▶ GIVEN TASK
Convert the material from its first line through the line containing "M 76 13 L 76" into a numbered list, leaving out any blank lines.

▼

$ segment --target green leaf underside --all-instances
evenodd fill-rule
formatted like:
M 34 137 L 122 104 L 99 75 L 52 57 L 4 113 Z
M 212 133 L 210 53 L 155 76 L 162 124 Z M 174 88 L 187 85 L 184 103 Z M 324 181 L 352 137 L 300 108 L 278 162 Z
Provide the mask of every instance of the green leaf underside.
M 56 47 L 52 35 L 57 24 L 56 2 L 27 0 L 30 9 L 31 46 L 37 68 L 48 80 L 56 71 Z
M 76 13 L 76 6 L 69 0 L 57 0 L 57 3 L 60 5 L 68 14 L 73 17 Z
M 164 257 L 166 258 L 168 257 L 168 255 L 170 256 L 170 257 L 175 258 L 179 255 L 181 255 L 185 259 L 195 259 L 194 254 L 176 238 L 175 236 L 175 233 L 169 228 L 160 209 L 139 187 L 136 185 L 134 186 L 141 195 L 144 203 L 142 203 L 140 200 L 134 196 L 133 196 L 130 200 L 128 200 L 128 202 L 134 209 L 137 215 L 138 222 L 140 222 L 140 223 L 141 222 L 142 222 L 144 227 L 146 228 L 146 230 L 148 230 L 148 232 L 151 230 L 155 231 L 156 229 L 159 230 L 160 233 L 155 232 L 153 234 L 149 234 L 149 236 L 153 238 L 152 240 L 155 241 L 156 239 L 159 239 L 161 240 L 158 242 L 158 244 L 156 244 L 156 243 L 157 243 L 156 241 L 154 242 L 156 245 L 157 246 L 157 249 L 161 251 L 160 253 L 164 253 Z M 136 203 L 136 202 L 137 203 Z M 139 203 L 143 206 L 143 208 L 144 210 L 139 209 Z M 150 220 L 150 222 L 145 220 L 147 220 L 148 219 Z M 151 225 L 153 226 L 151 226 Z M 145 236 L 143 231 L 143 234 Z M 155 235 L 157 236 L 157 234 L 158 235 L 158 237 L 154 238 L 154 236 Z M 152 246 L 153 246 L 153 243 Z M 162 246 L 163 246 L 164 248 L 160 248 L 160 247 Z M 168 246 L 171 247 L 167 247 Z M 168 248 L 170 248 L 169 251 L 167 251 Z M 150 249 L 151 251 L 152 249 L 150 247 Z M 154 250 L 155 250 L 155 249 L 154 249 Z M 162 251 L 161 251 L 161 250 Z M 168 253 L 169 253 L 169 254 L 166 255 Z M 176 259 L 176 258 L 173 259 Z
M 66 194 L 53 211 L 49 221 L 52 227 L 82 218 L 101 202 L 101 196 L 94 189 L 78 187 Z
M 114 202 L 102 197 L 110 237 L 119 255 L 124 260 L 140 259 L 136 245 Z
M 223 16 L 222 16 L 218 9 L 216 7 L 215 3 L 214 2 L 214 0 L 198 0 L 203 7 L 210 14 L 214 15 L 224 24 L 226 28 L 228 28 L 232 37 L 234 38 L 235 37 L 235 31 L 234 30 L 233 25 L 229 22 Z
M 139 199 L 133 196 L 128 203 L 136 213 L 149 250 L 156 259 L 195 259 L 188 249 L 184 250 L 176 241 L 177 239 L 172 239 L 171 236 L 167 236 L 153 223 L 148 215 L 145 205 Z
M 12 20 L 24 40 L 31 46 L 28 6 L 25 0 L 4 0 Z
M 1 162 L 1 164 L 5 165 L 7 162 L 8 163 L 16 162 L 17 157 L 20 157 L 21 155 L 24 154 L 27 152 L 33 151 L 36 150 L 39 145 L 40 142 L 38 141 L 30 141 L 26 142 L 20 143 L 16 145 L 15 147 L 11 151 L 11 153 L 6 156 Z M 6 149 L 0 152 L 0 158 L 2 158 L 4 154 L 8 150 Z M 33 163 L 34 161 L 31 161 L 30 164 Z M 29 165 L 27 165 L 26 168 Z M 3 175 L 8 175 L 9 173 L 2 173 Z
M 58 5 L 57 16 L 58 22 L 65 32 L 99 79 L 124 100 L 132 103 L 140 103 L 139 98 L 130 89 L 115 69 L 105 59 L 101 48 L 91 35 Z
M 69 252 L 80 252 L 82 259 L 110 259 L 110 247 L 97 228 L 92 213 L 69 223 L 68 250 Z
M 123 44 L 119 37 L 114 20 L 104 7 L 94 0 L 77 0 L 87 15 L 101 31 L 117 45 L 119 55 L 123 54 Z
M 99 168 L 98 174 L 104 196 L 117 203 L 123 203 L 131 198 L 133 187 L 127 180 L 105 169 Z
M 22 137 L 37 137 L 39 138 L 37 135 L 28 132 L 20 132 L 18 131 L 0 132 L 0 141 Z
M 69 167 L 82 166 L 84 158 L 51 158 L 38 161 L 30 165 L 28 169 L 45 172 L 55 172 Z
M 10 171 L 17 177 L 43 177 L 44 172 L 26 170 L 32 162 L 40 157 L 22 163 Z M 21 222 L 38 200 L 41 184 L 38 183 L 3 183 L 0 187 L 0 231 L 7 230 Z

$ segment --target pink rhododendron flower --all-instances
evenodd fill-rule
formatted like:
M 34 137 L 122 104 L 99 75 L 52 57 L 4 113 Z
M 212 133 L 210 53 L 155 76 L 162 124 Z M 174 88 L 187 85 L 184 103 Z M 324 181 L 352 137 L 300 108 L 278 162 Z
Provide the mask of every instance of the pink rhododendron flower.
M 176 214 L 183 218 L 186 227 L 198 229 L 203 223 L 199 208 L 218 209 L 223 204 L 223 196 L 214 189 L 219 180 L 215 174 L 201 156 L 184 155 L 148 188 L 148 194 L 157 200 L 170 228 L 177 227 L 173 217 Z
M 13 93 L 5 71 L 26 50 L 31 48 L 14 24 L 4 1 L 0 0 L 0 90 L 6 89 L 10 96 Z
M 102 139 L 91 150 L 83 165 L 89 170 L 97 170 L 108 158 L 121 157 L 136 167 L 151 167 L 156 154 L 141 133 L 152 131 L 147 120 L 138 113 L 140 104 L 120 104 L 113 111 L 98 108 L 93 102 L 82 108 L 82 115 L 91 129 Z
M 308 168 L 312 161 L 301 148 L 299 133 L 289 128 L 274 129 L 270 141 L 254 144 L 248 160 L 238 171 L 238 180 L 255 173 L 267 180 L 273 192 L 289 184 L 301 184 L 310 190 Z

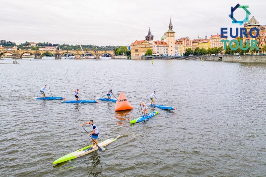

▲

▶ RESULT OF THE TASK
1. $ segment --target green leaf underside --all-instances
2. evenodd fill-rule
3. formatted like:
4. M 34 137 L 122 104 L 99 75 L 52 57 L 4 113 Z
5. M 212 133 L 210 53 L 155 76 L 162 124 Z M 174 88 L 187 85 L 184 103 Z M 324 181 L 352 137 L 300 108 L 278 162 Z
6. Provide the mask of every instance of the green leaf underside.
7. M 56 47 L 52 35 L 57 24 L 56 2 L 27 0 L 30 9 L 31 46 L 37 68 L 48 80 L 56 71 Z
8. M 76 13 L 76 6 L 69 0 L 57 0 L 57 3 L 60 5 L 68 14 L 73 17 Z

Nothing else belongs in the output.